CHALLENGE — Rewrite the records below from the line containing "Might I ask you to point at the embroidered" down through the line containing "point(119, 185)", both lines included, shifting both coordinates of every answer point up by 38. Leave every other line unchanged, including the sample points.

┌────────

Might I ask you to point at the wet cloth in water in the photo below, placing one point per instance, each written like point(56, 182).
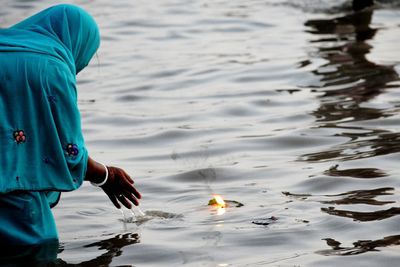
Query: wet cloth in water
point(26, 218)
point(40, 129)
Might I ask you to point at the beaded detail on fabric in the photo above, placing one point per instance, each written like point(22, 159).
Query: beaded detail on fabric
point(72, 150)
point(19, 136)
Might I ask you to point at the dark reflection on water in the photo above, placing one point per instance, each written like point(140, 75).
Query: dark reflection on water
point(352, 197)
point(363, 216)
point(113, 248)
point(39, 255)
point(346, 81)
point(356, 172)
point(383, 143)
point(359, 247)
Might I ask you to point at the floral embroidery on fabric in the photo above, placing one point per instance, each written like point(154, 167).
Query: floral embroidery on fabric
point(72, 150)
point(19, 136)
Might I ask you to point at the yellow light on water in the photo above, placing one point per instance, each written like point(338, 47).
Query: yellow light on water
point(219, 201)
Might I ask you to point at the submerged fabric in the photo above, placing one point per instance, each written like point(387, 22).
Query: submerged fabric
point(40, 131)
point(26, 219)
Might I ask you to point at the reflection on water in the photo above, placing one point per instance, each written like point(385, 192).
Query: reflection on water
point(346, 81)
point(246, 100)
point(359, 247)
point(111, 248)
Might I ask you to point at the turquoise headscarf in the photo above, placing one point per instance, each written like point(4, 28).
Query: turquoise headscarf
point(41, 142)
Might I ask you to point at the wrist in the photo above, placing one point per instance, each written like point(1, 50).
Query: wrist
point(104, 181)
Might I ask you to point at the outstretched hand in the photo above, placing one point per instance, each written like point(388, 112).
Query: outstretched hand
point(120, 189)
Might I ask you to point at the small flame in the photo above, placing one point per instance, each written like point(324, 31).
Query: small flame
point(219, 201)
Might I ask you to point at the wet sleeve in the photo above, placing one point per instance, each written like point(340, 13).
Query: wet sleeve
point(62, 96)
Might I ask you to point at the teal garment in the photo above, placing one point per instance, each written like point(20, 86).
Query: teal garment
point(26, 219)
point(40, 129)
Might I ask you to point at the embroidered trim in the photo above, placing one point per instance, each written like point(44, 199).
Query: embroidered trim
point(72, 150)
point(19, 136)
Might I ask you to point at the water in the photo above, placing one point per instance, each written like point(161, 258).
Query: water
point(273, 104)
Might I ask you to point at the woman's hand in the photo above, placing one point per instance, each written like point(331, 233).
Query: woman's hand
point(119, 186)
point(120, 189)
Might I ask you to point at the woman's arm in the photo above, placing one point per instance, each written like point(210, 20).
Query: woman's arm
point(119, 185)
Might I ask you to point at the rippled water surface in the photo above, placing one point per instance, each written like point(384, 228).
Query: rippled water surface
point(291, 108)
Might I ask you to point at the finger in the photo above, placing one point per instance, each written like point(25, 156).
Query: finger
point(124, 201)
point(132, 199)
point(114, 200)
point(128, 178)
point(134, 191)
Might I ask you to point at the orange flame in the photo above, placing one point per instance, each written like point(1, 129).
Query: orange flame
point(219, 201)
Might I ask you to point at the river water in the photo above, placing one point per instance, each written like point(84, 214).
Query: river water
point(291, 108)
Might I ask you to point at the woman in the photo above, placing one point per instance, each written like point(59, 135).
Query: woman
point(43, 150)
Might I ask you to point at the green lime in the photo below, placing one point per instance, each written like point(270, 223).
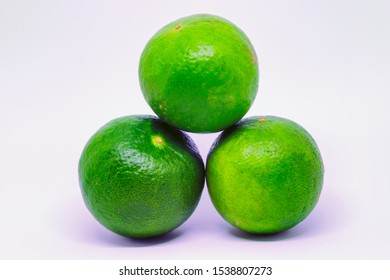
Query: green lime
point(264, 174)
point(199, 73)
point(141, 177)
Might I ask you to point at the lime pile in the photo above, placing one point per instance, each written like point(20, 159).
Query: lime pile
point(142, 176)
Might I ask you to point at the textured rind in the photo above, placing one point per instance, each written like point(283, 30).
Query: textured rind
point(264, 174)
point(199, 73)
point(136, 186)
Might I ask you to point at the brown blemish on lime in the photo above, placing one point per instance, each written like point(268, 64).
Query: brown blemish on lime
point(254, 56)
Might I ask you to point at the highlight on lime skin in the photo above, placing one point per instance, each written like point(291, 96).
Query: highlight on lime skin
point(158, 141)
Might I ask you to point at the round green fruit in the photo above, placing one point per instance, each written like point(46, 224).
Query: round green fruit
point(199, 73)
point(141, 177)
point(264, 174)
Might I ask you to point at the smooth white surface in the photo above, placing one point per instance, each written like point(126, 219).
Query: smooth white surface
point(68, 67)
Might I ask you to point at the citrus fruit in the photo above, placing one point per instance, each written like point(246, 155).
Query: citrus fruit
point(140, 177)
point(199, 73)
point(264, 174)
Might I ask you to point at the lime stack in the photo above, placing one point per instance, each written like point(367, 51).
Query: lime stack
point(142, 176)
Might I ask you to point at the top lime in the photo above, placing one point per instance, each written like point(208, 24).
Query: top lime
point(199, 73)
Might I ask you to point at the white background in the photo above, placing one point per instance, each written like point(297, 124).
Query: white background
point(69, 67)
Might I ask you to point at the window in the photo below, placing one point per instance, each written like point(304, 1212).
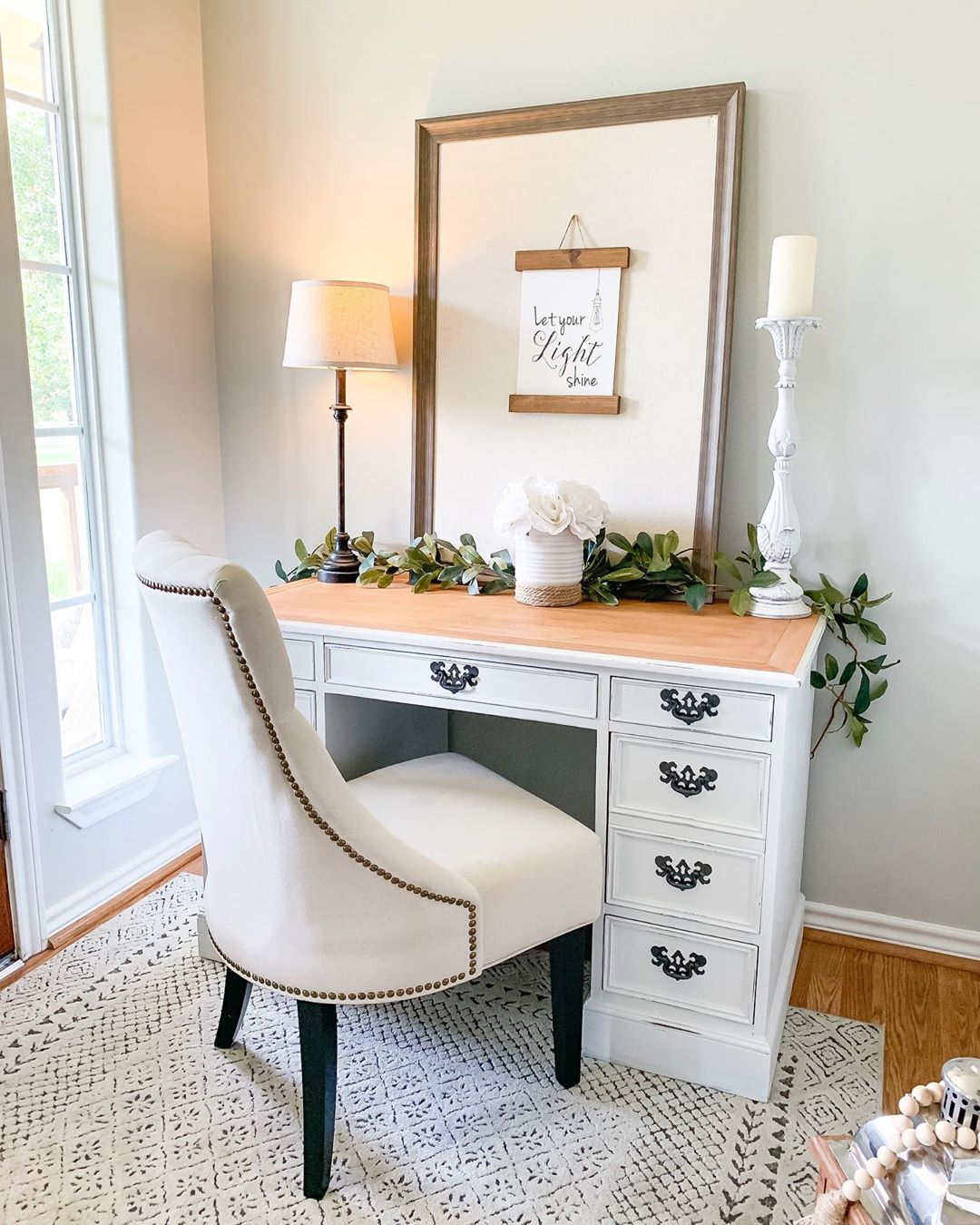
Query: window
point(55, 297)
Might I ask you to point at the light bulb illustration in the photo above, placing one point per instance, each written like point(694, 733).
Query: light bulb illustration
point(597, 304)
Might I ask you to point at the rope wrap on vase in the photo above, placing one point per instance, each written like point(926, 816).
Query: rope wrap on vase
point(548, 597)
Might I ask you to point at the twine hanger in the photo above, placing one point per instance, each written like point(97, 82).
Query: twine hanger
point(574, 220)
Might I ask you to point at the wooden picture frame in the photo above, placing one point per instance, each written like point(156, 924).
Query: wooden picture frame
point(725, 103)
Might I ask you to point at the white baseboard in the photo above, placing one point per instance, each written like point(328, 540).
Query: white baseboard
point(892, 930)
point(93, 896)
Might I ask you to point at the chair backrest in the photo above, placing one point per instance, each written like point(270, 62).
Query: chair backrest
point(305, 891)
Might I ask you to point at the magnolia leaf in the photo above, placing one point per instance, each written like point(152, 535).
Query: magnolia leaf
point(696, 595)
point(857, 729)
point(423, 583)
point(740, 602)
point(864, 695)
point(872, 632)
point(371, 574)
point(619, 542)
point(623, 574)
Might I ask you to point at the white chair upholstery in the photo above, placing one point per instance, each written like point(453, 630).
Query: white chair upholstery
point(536, 871)
point(399, 884)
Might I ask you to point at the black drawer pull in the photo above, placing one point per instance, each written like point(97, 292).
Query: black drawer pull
point(454, 678)
point(676, 965)
point(689, 708)
point(680, 875)
point(685, 781)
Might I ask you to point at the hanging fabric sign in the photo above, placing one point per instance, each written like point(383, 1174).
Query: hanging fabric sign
point(570, 308)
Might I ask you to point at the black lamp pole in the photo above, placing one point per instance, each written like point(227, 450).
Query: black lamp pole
point(342, 565)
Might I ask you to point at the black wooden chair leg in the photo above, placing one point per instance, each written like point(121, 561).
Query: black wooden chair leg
point(237, 993)
point(567, 957)
point(318, 1049)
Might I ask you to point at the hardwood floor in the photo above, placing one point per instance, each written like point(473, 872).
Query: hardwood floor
point(930, 1008)
point(928, 1004)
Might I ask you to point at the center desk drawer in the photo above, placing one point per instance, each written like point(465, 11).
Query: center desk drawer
point(710, 788)
point(710, 975)
point(463, 680)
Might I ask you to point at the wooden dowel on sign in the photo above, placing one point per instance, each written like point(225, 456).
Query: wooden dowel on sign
point(603, 405)
point(573, 258)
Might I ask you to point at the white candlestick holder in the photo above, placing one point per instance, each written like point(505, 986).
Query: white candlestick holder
point(779, 532)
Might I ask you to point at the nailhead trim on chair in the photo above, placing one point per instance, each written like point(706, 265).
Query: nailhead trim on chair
point(342, 844)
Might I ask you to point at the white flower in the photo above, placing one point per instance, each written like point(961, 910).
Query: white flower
point(587, 508)
point(550, 506)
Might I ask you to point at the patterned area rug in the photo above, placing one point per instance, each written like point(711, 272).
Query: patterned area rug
point(115, 1106)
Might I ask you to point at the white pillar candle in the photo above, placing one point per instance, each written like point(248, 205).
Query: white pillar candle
point(791, 277)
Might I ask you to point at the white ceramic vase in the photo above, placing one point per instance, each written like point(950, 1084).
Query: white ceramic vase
point(548, 569)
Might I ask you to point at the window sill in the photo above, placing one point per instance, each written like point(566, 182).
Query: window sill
point(98, 793)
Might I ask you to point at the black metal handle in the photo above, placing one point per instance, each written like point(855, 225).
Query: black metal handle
point(689, 708)
point(685, 781)
point(454, 678)
point(680, 875)
point(675, 965)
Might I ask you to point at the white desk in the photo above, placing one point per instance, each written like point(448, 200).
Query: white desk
point(701, 728)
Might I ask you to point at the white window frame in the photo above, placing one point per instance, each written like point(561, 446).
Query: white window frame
point(86, 426)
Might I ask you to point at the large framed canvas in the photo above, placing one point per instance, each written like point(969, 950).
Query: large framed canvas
point(633, 328)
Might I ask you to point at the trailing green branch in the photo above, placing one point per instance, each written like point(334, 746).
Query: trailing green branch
point(857, 685)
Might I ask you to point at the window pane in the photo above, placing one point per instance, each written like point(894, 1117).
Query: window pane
point(76, 662)
point(34, 164)
point(63, 514)
point(45, 308)
point(24, 38)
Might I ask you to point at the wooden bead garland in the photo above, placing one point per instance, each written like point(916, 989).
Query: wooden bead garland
point(908, 1140)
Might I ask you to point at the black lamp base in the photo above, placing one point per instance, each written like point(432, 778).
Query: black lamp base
point(340, 566)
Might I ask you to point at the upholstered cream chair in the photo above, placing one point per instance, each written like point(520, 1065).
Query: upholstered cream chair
point(403, 882)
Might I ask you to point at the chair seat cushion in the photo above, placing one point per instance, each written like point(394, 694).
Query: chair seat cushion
point(538, 871)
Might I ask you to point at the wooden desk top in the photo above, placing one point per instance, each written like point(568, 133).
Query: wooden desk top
point(669, 632)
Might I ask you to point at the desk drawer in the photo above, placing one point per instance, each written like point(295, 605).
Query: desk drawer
point(663, 965)
point(676, 707)
point(305, 702)
point(651, 871)
point(300, 652)
point(461, 680)
point(710, 788)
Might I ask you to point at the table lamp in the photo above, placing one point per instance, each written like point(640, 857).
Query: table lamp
point(339, 325)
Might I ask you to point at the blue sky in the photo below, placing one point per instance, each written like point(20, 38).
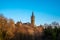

└────────

WORKED ANSWER —
Might I ask you to point at the embroidered trim in the photo above, placing one point per instance, each written like point(44, 199).
Query: embroidered trim
point(110, 188)
point(57, 174)
Might I ask you to point at the water in the photo above, placing one point per instance, each written like point(161, 258).
Query: water
point(311, 142)
Might I ask you to point at the woman's hand in the photo above, placing one point per instance, each written like point(331, 233).
Query: woman's hand
point(157, 224)
point(158, 227)
Might I ask you to point at the woman's arm in the photo above, placing one point per instance, each written like point(210, 20).
Query: woman's arm
point(157, 223)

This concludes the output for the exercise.